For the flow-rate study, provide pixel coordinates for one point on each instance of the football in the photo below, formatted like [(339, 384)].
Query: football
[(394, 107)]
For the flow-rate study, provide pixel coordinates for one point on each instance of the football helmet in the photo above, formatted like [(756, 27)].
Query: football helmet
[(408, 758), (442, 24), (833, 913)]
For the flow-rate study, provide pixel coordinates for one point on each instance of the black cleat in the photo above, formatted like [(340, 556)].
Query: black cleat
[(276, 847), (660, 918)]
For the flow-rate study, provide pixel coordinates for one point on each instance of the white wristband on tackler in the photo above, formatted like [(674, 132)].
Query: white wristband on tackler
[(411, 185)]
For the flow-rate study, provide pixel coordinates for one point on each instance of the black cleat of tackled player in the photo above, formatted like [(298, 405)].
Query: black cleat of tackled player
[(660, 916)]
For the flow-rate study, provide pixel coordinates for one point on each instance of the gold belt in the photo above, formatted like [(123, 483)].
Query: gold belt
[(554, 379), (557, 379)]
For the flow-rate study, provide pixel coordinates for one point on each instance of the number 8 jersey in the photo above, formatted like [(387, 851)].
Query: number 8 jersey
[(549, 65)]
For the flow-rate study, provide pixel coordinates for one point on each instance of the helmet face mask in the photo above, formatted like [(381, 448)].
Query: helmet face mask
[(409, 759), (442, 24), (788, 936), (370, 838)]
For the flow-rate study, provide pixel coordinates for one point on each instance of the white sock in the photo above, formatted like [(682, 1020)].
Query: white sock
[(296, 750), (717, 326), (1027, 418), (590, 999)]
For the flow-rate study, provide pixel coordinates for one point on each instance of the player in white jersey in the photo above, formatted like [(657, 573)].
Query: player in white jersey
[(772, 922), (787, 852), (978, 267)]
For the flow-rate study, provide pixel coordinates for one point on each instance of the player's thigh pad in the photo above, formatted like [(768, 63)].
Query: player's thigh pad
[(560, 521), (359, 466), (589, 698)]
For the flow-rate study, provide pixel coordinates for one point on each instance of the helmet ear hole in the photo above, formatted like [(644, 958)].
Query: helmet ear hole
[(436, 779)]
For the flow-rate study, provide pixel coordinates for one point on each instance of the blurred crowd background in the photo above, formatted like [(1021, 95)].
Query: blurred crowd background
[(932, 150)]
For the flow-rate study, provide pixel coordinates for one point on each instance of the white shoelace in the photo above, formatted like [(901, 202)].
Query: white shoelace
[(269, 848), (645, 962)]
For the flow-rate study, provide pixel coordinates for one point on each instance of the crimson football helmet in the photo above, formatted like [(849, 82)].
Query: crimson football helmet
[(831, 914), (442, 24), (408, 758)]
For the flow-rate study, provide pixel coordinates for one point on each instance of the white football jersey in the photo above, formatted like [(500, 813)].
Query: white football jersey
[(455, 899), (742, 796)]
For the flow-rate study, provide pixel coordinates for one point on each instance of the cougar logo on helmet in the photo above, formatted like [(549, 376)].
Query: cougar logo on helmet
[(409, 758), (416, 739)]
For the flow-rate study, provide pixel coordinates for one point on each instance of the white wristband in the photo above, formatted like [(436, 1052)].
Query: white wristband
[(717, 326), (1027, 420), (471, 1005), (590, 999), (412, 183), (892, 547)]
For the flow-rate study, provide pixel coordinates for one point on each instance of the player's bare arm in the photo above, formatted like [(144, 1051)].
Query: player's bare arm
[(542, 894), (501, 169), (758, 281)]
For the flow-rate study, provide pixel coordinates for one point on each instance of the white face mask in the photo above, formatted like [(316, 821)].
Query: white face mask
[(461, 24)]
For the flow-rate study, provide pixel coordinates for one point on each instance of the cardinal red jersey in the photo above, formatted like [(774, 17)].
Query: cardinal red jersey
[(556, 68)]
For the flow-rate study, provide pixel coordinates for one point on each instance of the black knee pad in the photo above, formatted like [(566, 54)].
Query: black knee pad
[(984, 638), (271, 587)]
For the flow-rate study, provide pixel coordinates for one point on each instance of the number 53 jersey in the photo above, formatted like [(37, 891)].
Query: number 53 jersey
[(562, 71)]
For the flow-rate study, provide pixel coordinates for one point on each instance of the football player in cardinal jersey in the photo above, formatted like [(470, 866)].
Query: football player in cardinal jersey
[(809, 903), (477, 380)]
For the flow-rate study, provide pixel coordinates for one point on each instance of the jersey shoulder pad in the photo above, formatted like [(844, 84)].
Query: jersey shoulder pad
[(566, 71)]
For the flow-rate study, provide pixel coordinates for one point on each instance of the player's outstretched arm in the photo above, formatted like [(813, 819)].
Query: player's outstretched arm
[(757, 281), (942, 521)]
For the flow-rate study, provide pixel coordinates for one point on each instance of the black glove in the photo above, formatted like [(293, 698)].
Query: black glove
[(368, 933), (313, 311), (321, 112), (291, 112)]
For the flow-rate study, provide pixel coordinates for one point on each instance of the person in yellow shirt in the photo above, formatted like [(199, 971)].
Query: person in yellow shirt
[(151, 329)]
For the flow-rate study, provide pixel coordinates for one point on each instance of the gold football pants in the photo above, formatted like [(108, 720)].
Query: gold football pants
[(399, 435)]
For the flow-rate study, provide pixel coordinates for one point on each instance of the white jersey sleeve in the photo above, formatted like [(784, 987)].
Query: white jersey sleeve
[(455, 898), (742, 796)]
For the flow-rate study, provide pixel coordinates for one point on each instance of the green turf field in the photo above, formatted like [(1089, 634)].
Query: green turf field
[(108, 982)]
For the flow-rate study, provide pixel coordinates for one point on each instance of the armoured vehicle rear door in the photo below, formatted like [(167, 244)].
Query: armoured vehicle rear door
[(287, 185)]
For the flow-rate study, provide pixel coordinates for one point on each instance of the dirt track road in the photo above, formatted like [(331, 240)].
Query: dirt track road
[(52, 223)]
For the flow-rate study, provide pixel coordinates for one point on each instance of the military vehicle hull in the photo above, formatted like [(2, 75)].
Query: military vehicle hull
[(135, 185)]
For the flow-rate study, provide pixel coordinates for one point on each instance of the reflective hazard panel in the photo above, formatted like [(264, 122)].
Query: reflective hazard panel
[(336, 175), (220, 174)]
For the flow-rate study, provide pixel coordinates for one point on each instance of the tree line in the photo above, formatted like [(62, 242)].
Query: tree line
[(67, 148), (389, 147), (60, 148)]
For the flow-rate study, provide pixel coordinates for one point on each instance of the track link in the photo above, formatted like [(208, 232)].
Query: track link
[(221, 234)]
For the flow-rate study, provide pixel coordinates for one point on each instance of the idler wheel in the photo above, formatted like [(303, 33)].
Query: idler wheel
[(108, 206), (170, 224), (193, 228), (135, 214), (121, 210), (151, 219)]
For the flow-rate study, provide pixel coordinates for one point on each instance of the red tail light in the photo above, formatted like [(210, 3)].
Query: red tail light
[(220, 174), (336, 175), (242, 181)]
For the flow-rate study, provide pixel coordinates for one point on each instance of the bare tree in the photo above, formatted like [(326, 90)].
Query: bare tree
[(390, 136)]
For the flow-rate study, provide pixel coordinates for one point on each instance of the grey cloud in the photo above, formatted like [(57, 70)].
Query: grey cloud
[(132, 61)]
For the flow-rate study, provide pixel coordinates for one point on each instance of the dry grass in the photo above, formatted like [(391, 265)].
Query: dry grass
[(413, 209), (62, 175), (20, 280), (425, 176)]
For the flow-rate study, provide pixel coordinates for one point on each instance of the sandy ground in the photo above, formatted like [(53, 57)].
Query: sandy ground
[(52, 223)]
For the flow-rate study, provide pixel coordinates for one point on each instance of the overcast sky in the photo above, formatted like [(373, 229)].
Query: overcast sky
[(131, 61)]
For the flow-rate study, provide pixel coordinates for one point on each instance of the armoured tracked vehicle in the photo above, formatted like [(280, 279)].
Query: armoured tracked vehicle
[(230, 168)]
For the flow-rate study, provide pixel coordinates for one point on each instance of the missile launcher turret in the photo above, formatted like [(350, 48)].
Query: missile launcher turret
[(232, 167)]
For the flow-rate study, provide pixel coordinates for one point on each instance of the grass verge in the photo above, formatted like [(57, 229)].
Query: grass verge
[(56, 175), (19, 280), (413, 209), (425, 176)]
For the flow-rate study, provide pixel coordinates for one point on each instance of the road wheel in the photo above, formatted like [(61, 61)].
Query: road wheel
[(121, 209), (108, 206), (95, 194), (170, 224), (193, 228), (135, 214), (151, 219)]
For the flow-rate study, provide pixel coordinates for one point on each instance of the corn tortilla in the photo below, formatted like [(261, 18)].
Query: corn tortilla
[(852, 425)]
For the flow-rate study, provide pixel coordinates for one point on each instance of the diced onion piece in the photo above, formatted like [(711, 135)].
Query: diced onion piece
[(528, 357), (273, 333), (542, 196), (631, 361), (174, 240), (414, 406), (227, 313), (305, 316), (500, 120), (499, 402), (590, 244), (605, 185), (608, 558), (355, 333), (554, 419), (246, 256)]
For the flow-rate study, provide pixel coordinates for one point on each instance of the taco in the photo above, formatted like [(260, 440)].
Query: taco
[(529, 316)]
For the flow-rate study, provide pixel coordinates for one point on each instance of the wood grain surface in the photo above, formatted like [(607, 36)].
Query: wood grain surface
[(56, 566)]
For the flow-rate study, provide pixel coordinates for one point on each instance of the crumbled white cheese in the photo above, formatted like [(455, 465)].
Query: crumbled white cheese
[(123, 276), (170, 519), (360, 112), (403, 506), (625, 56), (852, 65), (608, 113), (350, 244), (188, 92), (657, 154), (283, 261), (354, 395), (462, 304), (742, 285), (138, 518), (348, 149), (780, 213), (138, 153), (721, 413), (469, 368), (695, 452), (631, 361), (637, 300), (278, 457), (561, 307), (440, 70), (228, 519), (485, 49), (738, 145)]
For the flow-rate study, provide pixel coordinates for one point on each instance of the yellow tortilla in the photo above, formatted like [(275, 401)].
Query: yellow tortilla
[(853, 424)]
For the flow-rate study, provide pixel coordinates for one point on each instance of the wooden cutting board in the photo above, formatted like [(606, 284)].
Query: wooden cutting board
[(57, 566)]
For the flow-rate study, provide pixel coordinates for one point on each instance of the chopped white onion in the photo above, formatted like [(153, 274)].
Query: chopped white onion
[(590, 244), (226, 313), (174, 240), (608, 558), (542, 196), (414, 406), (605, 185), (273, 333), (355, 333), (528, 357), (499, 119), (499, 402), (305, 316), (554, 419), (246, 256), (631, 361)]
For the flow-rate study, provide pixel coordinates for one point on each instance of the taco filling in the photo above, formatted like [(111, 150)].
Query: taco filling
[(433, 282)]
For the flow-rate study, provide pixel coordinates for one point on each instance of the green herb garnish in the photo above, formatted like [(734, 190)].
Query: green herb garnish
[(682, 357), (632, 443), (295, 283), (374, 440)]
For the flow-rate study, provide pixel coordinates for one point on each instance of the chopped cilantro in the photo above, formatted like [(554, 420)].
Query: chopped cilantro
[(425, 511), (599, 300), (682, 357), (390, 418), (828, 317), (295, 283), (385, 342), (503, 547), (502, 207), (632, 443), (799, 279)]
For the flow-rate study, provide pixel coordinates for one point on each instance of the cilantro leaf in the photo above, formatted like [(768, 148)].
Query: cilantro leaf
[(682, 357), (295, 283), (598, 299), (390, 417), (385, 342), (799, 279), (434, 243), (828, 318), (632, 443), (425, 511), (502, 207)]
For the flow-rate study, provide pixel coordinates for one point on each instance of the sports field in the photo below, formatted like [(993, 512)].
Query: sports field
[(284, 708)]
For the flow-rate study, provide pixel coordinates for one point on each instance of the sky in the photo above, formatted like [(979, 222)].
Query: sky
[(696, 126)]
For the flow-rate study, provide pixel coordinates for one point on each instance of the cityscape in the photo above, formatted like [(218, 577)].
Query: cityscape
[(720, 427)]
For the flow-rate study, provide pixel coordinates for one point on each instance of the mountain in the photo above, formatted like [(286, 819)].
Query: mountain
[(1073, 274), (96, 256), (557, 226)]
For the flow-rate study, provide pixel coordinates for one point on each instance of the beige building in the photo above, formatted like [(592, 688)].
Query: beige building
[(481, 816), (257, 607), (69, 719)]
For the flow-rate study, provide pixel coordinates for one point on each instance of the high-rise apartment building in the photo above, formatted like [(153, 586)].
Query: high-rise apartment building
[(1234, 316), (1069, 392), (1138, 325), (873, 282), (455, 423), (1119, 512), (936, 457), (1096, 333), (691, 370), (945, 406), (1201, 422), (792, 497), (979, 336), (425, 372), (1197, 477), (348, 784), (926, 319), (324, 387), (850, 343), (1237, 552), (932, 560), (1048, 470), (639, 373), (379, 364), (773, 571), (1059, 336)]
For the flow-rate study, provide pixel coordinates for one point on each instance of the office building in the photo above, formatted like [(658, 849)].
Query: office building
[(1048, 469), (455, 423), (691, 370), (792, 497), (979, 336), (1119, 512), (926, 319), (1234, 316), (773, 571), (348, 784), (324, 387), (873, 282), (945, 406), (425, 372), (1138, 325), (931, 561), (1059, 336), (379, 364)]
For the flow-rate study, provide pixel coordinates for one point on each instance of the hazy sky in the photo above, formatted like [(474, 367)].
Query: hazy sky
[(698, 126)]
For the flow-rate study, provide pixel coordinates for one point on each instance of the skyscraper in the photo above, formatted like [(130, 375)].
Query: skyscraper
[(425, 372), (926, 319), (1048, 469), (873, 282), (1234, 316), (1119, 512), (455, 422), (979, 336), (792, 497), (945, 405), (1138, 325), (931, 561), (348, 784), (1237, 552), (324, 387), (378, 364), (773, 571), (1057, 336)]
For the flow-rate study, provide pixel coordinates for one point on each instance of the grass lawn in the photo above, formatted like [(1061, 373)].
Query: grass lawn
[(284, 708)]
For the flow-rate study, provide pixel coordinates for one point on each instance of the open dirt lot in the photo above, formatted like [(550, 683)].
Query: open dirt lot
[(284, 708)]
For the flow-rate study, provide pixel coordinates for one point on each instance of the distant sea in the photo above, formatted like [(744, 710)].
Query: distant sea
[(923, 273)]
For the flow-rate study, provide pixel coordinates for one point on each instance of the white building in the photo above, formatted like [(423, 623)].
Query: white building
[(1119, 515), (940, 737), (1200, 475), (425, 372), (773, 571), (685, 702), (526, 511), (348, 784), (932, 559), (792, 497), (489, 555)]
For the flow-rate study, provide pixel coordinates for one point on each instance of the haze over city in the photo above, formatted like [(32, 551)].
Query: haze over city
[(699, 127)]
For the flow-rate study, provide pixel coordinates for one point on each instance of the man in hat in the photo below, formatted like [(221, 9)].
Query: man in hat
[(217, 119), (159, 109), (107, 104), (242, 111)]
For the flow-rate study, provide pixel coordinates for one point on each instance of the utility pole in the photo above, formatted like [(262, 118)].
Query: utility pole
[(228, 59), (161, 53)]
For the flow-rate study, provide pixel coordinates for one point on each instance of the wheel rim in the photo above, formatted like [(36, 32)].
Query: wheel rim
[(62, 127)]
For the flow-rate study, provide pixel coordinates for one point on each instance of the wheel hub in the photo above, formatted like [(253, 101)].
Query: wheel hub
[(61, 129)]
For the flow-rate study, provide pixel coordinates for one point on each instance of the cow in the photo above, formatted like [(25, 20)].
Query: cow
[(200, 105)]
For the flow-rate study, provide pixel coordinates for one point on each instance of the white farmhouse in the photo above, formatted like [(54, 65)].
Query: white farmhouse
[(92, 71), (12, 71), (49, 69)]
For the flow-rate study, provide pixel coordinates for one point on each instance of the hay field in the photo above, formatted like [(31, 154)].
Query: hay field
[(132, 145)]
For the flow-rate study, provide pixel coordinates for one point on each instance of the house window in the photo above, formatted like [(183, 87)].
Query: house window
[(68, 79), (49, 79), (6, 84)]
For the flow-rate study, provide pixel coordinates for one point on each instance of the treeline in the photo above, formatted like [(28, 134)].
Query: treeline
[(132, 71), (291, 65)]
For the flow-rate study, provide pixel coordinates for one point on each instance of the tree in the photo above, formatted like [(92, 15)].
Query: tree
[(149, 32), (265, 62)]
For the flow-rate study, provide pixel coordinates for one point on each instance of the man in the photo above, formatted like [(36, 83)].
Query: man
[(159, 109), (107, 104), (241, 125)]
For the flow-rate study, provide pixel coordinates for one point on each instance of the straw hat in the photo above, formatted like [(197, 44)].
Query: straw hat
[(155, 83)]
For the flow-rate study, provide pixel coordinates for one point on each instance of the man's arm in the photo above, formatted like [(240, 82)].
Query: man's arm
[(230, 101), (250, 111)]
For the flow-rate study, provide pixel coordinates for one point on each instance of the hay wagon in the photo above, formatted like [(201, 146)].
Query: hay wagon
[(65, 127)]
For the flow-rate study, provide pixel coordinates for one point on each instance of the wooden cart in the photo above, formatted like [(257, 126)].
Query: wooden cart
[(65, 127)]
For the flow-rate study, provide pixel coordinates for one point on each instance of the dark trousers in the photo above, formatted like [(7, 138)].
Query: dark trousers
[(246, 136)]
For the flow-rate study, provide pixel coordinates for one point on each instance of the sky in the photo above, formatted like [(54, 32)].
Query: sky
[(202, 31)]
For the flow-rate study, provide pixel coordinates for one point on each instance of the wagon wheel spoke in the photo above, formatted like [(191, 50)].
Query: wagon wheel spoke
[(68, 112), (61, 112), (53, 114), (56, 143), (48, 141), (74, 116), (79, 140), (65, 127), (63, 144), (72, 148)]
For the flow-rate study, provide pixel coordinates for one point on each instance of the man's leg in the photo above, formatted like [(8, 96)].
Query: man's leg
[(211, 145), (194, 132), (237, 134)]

════

__TASK OBJECTIVE__. Reproduce verbatim the part of the items that opens with the line containing "like [(436, 1052)]." and closes with the line containing "[(461, 24)]", both lines included.

__RESPONSE TO THIS TASK__.
For the flow-rate study, provide pixel coordinates for one point on each instance of the white wristband in the photo above, formatted like [(436, 1052)].
Query: white wristband
[(717, 326), (1027, 420), (471, 1005), (590, 999), (412, 183), (892, 547)]
For the flow-rate study, provide pixel coordinates for one point on each instance of the player's bare arm in the photo above, formatted like [(144, 1051)].
Query: player's bare arm
[(542, 894), (501, 169), (758, 281)]
For the flow-rate study, provide pixel coordinates for one point on each instance of the white face mask in the photo above, formatted like [(316, 821)].
Query: white face mask
[(461, 24)]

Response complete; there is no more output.